» Work to do
Reproduce all records verbatim.

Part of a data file
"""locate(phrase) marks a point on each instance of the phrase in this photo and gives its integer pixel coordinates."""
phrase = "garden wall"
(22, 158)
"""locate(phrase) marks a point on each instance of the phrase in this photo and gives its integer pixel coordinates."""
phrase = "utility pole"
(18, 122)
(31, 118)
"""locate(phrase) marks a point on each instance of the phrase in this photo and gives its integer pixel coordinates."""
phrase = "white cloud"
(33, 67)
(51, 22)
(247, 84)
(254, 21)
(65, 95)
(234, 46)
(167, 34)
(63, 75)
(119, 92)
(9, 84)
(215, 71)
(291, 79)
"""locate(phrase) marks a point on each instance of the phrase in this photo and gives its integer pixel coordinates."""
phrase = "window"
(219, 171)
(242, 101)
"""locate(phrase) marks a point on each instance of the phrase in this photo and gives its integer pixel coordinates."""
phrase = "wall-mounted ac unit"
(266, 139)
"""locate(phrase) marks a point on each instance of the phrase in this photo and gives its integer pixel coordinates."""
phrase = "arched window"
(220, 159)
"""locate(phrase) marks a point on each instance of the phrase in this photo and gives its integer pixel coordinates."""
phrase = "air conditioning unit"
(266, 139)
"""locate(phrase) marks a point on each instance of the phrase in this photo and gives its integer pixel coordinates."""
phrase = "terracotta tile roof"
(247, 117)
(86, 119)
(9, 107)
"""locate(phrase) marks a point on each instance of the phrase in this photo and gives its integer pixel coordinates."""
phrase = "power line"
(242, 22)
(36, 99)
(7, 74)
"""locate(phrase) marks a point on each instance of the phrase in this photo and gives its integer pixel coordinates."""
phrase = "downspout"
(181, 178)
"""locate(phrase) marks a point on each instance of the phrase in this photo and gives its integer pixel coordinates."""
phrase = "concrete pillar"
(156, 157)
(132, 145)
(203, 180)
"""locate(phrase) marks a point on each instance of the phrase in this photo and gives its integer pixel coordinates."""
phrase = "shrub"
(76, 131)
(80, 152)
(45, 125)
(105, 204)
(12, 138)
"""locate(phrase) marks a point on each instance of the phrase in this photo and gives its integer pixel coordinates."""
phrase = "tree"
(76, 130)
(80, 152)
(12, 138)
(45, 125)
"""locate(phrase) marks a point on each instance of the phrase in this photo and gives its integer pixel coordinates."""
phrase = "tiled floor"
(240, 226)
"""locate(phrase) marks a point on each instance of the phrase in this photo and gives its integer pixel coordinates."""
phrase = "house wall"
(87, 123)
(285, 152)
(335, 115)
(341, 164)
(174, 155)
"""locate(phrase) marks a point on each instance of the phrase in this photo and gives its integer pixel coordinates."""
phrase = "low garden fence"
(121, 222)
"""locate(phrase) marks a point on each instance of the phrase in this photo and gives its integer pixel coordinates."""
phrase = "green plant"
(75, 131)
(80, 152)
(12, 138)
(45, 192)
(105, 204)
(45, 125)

» Written answer
"""locate(phrase) marks a point on each instance of the phrase in this photo and gives its integer pixel coordinates."""
phrase = "garden wall"
(22, 158)
"""locate(phrase) marks a point on each instance of the phrase in this photo and gives its integer pixel coordinates."""
phrase = "utility pole"
(18, 122)
(31, 118)
"""locate(phrase) marks a point on each instance of the phrase in this photo and gives its integer pixel coordinates."""
phrase = "white cloud"
(33, 67)
(51, 22)
(247, 84)
(254, 21)
(65, 95)
(234, 46)
(167, 34)
(63, 75)
(119, 92)
(9, 84)
(215, 71)
(291, 79)
"""locate(phrase) marks a point on each instance of the phrase in this photo and gives its integer pixel coordinates."""
phrase = "window"
(219, 171)
(242, 101)
"""locate(phrase) marks a point on each instance of the phrase in this photo and gives its integer pixel coordinates."""
phrase = "wall-mounted ac unit"
(266, 139)
"""locate(phrase) marks a point on each instance of the phrase in this photo and gives its integer pixel coordinates."""
phrase = "arched window"
(220, 159)
"""locate(phrase) marks a point on each instance of the phrase in this photo and gives its integer pixel coordinates."""
phrase = "air conditioning unit"
(266, 139)
"""locate(phrase) marks a point on each instance of the phrase in this photo and gives its integer pixel coordinates."""
phrase = "terracotta tile roof"
(247, 117)
(86, 119)
(9, 107)
"""locate(phrase) marks a point on each instance of the phrase in this photo and gives its integer pixel coordinates."""
phrase = "power line"
(242, 22)
(36, 99)
(7, 74)
"""locate(phrase) marks a point on each instance of the phrase in this photo and gives its integer pixel coordinates."""
phrase = "downspout"
(181, 178)
"""locate(phrase) marks a point on each instance of the phrase in this photo and gives its integer pixel coordinates."""
phrase = "concrete pillar"
(156, 157)
(132, 145)
(203, 180)
"""locate(phrase) marks a point on each instance of the phrase in this photo and gives its integer pixel coordinates."""
phrase = "shrub"
(76, 131)
(80, 152)
(45, 125)
(105, 204)
(12, 138)
"""locate(phrase) marks a point on each instance of the phrase in this photo and gives its integer pixel coordinates."""
phrase = "tree"
(76, 130)
(80, 152)
(12, 138)
(45, 125)
"""locate(phrase) marks a point on each instance of the phrase in this photo and gives its integer pixel coordinates."""
phrase = "tiled floor"
(240, 226)
"""locate(phrase) marks a point on each instance of the phrase in this photo and gives its integer pixel coordinates."""
phrase = "house wall"
(87, 123)
(285, 152)
(335, 115)
(341, 164)
(174, 155)
"""locate(phrase) marks a point on each instance of the phrase in this photo and gives its integer pixel coordinates."""
phrase = "low garden fence"
(121, 222)
"""locate(phrase) marks a point on each instance of the phrase in this photo and gives its integer pixel coordinates."""
phrase = "green plant"
(75, 131)
(80, 152)
(12, 138)
(45, 192)
(105, 204)
(45, 125)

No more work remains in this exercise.